As for the argument from queerness, I need to give it some more thought. A couple of years ago, I read a nice critique of this argument of J. L. Mackie in Q. Smith's Ethical and Religious Thought in Analytic Philosophy of Language (Yale UP 1997). I'll look at it.

On a sociological point, as I wrote to you, I've been said many times moral objectivism is dead (indeed, refuted!) since a long time ago. BUT: according to the PhilPapers Survey, most Anglo-American philosophers are moral realists. So there seems to be some chance many of them are moral objectivists. Anyway, there are moral objectivists known by name, like R. Shafer-Landau, R. Adams, Q. Smith, T. Hurka, D. Brink, John F. Post, W. L. Craig, M. Huemer, R. Swinburne, + some Aristotelian and virtue ethicists, and maybe even some Neo-Kantian moral philosophers (like C. Korsgaard).

I'll be back.


First an introspective, phenomenological question: do you take your own persistence in time as perceived by you or evident to you? Consider, e.g., the proposition "I exist now and an the time before". Do you perceive this or is it evidently true to you?

Or suppose at time t1 you have an impression I1, thought T1 and wish W1, at a (near) time t2 you have I2, T2 and W2, at t3 you have I3, T3 and W3. Do you perceive or is it evident to you that I1, T1 and W1 belong to an entity E1; I2, T2 and W2 to E2; and similarly for E3? And do you perceive or is it evident to you that E1=E2=E3=you (or, rather, E1=E2=E3=I, viewed from your own perspective)?

* What you need to do:
1/ Can you print the philosophy discussion from "I'll be back." up to and including "your own perspective)?"?
2/ How would you carry on the philosophy discussion past its final sentence?
The rows below come from a separate source, not from the philosophy discussion.

* Data provided:
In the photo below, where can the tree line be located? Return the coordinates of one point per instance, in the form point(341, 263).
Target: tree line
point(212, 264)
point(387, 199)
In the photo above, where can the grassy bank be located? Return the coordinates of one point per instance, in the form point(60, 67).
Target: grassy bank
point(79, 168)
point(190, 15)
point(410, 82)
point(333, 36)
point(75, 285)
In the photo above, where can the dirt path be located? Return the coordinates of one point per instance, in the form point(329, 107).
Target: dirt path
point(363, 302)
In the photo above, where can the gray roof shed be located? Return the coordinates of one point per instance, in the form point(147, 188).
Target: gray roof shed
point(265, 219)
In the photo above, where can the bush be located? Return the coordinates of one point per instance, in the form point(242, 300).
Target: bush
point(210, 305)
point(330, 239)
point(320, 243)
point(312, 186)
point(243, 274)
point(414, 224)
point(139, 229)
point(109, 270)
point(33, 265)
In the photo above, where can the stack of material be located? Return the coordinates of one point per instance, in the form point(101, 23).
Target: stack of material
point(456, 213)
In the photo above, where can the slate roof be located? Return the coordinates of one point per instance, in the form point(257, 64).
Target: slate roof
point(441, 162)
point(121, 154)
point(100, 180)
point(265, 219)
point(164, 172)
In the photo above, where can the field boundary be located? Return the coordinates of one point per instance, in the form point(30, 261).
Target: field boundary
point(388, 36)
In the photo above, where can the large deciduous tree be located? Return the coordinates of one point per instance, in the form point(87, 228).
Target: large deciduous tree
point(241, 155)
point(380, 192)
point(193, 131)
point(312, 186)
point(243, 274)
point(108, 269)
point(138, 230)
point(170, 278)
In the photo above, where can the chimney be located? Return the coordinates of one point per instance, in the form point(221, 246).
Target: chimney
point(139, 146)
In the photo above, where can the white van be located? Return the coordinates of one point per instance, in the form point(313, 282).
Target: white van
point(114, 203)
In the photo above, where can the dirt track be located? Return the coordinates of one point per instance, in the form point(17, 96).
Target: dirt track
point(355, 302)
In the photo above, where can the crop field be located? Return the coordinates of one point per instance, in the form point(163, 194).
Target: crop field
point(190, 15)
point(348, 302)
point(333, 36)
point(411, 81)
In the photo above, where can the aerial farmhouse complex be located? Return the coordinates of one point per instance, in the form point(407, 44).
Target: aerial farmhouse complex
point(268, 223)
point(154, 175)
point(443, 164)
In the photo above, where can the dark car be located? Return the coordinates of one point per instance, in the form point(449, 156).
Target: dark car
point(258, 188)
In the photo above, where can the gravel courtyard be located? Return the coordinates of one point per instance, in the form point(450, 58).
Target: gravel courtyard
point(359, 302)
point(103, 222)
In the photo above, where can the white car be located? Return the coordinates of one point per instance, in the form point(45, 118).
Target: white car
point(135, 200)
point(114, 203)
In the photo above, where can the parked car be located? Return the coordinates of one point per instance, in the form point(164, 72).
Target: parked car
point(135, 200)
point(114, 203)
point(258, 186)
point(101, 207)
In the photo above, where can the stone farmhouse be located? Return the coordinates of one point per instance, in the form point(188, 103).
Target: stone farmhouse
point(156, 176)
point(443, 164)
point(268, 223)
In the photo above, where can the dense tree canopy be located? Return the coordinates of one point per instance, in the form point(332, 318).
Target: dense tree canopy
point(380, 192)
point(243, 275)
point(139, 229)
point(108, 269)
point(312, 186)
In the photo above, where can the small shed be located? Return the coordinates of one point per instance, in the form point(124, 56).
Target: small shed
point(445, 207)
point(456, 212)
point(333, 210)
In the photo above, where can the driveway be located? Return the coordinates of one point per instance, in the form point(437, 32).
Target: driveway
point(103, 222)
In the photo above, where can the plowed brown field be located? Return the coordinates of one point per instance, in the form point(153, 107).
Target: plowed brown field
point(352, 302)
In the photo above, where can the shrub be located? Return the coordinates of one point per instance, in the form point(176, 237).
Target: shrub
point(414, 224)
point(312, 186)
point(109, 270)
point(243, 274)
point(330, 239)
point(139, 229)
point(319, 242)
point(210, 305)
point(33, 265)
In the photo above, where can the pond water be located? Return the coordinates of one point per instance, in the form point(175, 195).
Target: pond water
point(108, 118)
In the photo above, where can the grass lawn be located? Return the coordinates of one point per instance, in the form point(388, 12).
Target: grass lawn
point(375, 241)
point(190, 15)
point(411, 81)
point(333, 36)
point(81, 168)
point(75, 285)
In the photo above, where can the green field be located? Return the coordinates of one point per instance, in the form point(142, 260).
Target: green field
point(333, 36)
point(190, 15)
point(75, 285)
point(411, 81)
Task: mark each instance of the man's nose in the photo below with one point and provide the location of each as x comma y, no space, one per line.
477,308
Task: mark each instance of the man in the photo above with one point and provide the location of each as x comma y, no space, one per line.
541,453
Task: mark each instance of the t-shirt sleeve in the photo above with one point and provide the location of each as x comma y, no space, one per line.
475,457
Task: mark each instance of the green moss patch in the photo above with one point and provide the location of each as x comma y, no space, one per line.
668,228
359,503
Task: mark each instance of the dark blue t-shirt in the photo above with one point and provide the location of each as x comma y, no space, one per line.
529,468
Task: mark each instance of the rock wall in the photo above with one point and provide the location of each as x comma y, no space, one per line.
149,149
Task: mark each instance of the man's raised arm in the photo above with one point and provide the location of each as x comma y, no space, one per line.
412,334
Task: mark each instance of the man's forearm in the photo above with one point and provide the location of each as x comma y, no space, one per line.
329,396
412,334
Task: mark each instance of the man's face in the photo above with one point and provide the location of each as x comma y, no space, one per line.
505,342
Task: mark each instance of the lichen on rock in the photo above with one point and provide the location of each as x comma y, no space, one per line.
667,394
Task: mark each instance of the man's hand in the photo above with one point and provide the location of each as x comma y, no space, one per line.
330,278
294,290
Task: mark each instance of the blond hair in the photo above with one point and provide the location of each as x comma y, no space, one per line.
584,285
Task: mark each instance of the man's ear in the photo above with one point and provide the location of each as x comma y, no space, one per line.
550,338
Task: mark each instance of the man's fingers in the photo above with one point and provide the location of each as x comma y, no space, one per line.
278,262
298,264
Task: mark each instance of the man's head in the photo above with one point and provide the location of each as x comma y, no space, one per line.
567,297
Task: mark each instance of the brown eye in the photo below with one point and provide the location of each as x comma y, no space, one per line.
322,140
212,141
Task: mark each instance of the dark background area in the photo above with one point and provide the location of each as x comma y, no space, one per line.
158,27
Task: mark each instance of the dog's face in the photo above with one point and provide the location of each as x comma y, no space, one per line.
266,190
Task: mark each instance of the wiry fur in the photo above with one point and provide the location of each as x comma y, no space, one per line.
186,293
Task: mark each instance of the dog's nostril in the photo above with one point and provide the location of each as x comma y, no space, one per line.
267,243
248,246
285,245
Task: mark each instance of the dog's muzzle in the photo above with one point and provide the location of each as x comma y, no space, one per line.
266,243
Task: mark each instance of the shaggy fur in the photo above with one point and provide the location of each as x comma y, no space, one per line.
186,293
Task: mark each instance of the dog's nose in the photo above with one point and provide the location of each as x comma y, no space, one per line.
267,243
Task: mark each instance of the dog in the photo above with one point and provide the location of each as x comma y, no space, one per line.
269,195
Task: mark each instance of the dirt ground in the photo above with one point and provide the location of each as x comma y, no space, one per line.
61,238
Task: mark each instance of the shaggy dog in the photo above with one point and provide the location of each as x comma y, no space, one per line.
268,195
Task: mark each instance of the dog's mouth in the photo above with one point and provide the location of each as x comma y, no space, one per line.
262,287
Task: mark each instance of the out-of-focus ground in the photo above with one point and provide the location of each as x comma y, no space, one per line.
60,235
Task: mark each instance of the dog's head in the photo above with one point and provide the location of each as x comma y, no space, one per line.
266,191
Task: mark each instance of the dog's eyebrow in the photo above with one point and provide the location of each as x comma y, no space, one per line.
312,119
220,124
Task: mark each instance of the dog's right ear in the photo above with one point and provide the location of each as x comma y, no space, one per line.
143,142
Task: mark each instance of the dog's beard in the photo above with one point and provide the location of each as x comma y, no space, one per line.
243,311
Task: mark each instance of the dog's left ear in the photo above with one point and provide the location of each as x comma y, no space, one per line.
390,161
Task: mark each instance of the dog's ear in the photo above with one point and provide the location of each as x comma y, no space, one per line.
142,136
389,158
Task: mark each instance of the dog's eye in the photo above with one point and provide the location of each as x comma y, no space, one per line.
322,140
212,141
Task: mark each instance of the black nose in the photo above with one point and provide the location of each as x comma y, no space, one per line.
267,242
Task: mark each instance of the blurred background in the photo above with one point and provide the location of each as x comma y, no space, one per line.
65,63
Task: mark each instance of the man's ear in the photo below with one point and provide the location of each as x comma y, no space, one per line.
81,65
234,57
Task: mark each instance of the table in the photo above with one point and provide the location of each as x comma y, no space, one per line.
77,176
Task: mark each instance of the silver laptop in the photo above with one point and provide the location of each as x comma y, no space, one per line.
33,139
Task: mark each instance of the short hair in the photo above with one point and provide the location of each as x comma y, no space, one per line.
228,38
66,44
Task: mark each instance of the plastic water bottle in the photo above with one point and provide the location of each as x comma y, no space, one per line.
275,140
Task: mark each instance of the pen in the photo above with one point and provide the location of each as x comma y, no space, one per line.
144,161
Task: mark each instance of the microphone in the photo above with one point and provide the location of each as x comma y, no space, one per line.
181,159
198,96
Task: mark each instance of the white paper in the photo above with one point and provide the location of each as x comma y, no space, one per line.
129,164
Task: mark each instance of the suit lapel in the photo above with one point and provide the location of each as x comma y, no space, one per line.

* Results of the tasks:
1/
I'll be back.


First an introspective, phenomenological question: do you take your own persistence in time as perceived by you or evident to you? Consider, e.g., the proposition "I exist now and an the time before". Do you perceive this or is it evidently true to you?

Or suppose at time t1 you have an impression I1, thought T1 and wish W1, at a (near) time t2 you have I2, T2 and W2, at t3 you have I3, T3 and W3. Do you perceive or is it evident to you that I1, T1 and W1 belong to an entity E1; I2, T2 and W2 to E2; and similarly for E3? And do you perceive or is it evident to you that E1=E2=E3=you (or, rather, E1=E2=E3=I, viewed from your own perspective)?

2/
Presumably, Hume would deny any of these relations is perceived or evident. What about you? I'm asking this for I want to understand better the rationale of your intriguing critique of Mackie's argument.

Just for the record, it seems I found another defender of moral objectivism, under the head of "moral realism". Matthew Kramer, from Cambridge, has a book called Moral Realism as a Moral Doctrine (Wiley-Blackwell 2009).

"This book seeks to establish two main conclusions. On the one hand, moral requirements and other elements of ethics are strongly objective in a number of senses that will be expounded in Chapters 2–8. On the other hand, the objectivity of ethics is itself an ethical matter that rests primarily on ethical considerations. It is not something that can adequately be contested or confirmed through non-ethical reasoning. Efforts to ground the objectivity of ethics on non-ethical foundations are misconceived and counterproductive. Moral realism – the doctrine that morality is indeed objective in the various respects to be elaborated here – is a moral doctrine." (p. 1)


On the question of the self, see http://maverickphilosopher.typepad.com/maverick_philosopher/2011/03/can-the-chariot-take-us-to-the-land-of-no-self.html

Thanks for the info about Kramer.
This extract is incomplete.